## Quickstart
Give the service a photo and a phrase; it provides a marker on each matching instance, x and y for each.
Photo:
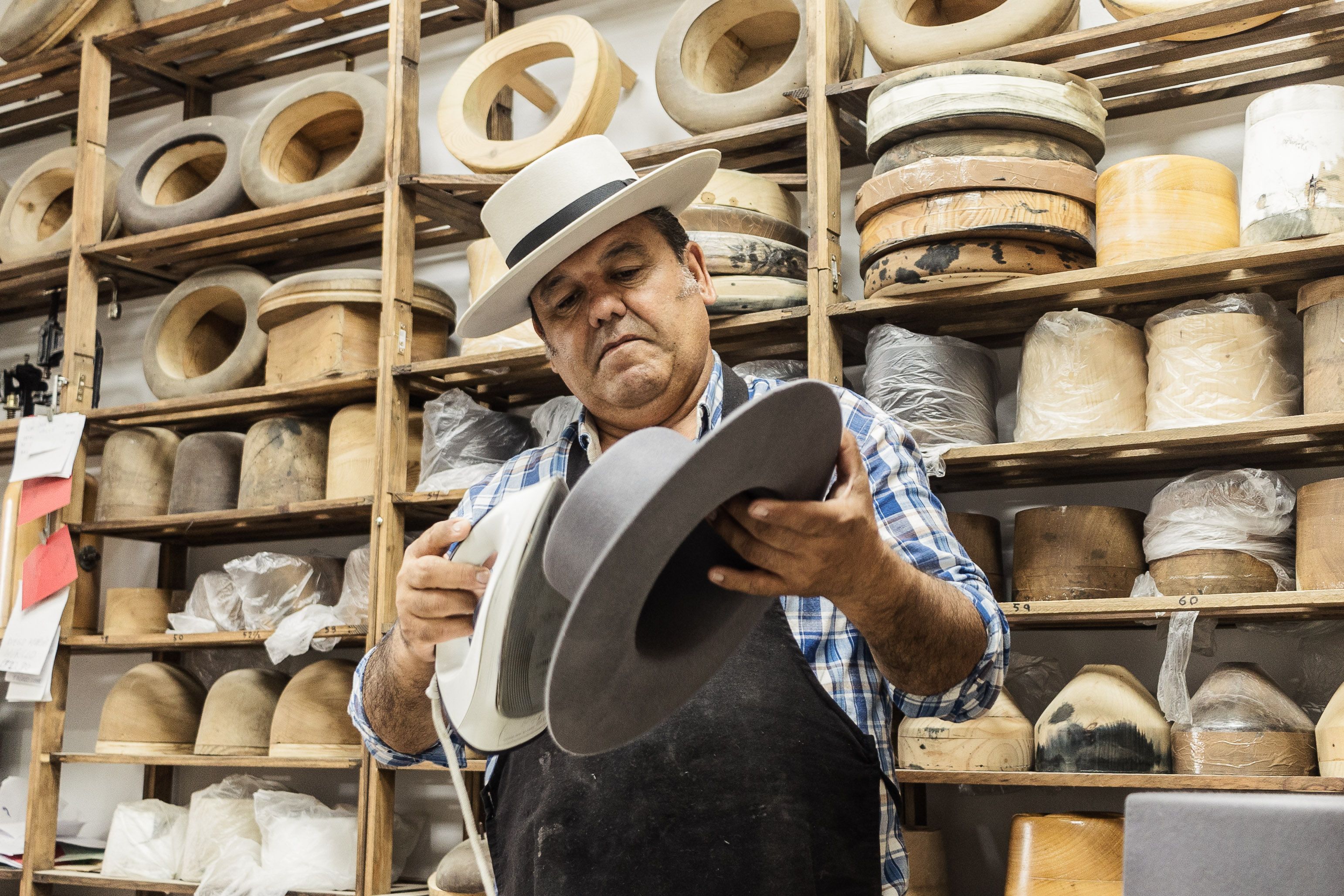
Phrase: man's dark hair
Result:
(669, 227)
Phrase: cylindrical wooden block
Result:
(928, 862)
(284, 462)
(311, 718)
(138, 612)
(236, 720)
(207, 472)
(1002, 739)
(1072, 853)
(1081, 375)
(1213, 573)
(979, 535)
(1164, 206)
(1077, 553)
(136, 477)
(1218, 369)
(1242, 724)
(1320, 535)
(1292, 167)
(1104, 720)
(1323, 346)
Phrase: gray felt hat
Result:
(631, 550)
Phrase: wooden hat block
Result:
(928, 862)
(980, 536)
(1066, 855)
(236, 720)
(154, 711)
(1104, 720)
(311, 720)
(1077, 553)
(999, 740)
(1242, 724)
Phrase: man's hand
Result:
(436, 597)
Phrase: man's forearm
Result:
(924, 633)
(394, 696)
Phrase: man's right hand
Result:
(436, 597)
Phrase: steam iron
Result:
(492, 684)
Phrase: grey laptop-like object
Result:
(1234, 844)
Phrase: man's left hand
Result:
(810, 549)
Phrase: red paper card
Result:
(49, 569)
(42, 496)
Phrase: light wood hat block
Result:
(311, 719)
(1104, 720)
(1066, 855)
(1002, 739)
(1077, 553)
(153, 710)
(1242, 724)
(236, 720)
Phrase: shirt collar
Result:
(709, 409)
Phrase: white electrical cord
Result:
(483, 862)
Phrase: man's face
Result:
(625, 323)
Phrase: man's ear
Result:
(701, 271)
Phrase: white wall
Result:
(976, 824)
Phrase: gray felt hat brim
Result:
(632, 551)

════════════════

## Exercise:
Reproduce the listing above word for word, from the "Quickstart" heading through the final result. Leave the picture out of your copy.

## Task solution:
## Quickstart
Give the service a photo and a phrase; it provides a marker on each matching instance, x and y for each.
Photo:
Phrase: man's dark hair
Result:
(669, 227)
Phrase: cylindrical wooden block
Result:
(928, 862)
(284, 462)
(311, 718)
(138, 612)
(236, 720)
(207, 472)
(1002, 739)
(1072, 853)
(1081, 375)
(1213, 573)
(979, 535)
(1164, 206)
(1077, 553)
(136, 477)
(1218, 369)
(1242, 724)
(1320, 535)
(1292, 167)
(1104, 720)
(1323, 346)
Phrase: gray felt hat
Result:
(631, 550)
Phrase: wooden hat block
Result:
(928, 862)
(980, 536)
(1066, 855)
(236, 720)
(154, 711)
(1104, 720)
(311, 720)
(1077, 553)
(999, 740)
(1242, 724)
Phrase: man's hand
Result:
(436, 597)
Phrase: man's forearm
Result:
(924, 633)
(394, 696)
Phrase: man's right hand
Result:
(436, 597)
Phrase: steam iron
Result:
(492, 684)
Phrase: grey laptop-like object
Result:
(1234, 844)
Phrase: man's left hand
Result:
(810, 549)
Phrase: red paper card
Result:
(49, 569)
(42, 496)
Phrase: light wood hat block
Result:
(311, 719)
(1104, 720)
(1066, 855)
(1002, 739)
(1077, 553)
(153, 710)
(1242, 724)
(236, 720)
Phrase: shirt collar
Result:
(709, 409)
Phrase: white electrical cord
Result:
(483, 862)
Phrase: man's face
Result:
(625, 323)
Phrase: man's ear
Result:
(701, 271)
Phrase: white wall
Result:
(976, 824)
Phrase: gray felt hat brim
Result:
(632, 551)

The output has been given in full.